# [TASK]
Can you render every line of the items below as a numbered list, leaving out any blank lines?

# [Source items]
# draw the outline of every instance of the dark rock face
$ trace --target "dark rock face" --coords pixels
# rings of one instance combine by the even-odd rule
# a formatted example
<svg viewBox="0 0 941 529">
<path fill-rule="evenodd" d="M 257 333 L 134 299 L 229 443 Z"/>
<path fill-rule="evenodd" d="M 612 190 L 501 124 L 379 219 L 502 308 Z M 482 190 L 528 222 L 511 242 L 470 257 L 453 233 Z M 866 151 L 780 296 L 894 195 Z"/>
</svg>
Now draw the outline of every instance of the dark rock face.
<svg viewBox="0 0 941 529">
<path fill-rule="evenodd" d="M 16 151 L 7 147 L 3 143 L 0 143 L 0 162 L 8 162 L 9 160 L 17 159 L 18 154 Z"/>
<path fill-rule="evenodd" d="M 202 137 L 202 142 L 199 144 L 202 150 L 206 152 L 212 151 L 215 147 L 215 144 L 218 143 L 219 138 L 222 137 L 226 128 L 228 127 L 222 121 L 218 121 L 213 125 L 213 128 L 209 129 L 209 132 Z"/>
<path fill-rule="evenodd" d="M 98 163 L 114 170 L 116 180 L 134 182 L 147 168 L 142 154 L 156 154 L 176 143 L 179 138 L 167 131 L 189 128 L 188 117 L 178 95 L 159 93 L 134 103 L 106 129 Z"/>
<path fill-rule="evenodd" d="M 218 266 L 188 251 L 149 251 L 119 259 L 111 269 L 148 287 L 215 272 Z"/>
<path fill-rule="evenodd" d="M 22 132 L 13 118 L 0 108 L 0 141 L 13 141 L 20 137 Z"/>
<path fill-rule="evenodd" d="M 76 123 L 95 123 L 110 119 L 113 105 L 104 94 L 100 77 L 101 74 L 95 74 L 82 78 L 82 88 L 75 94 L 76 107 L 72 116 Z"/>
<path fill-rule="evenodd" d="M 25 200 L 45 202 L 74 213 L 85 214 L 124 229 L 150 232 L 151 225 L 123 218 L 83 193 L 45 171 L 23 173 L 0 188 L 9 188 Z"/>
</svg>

# [PROBLEM SOLUTION]
1. # draw the outline of every instance of the dark rock face
2. $ trace --target "dark rock face" --coords pixels
3. # rings of one instance combine by the even-odd rule
4. # a formatted example
5. <svg viewBox="0 0 941 529">
6. <path fill-rule="evenodd" d="M 257 333 L 134 299 L 229 443 Z"/>
7. <path fill-rule="evenodd" d="M 612 190 L 501 124 L 379 219 L 502 308 Z M 482 190 L 528 222 L 511 242 L 470 257 L 453 233 Z M 866 151 L 780 296 L 894 195 Z"/>
8. </svg>
9. Now draw the outline of every instance of the dark rock face.
10. <svg viewBox="0 0 941 529">
11. <path fill-rule="evenodd" d="M 16 151 L 7 147 L 3 143 L 0 143 L 0 162 L 8 162 L 9 160 L 17 159 L 18 154 Z"/>
12. <path fill-rule="evenodd" d="M 202 137 L 202 142 L 199 144 L 202 150 L 206 152 L 212 151 L 215 147 L 215 144 L 218 143 L 219 138 L 222 137 L 226 128 L 228 127 L 222 121 L 218 121 L 213 125 L 213 128 L 209 129 L 209 132 Z"/>
13. <path fill-rule="evenodd" d="M 98 163 L 114 170 L 116 180 L 134 182 L 147 168 L 142 154 L 156 154 L 176 143 L 179 138 L 167 131 L 189 128 L 188 117 L 178 95 L 159 93 L 134 103 L 106 129 Z"/>
14. <path fill-rule="evenodd" d="M 218 266 L 188 251 L 149 251 L 119 259 L 111 269 L 148 287 L 215 272 Z"/>
15. <path fill-rule="evenodd" d="M 22 132 L 13 118 L 0 108 L 0 141 L 13 141 L 20 137 Z"/>
16. <path fill-rule="evenodd" d="M 76 123 L 95 123 L 110 119 L 113 105 L 104 94 L 100 77 L 101 74 L 95 74 L 82 78 L 82 88 L 75 94 L 76 107 L 72 116 Z"/>
17. <path fill-rule="evenodd" d="M 25 200 L 45 202 L 74 213 L 85 214 L 124 229 L 150 232 L 151 225 L 123 218 L 83 193 L 45 171 L 23 173 L 0 188 L 9 188 Z"/>
18. </svg>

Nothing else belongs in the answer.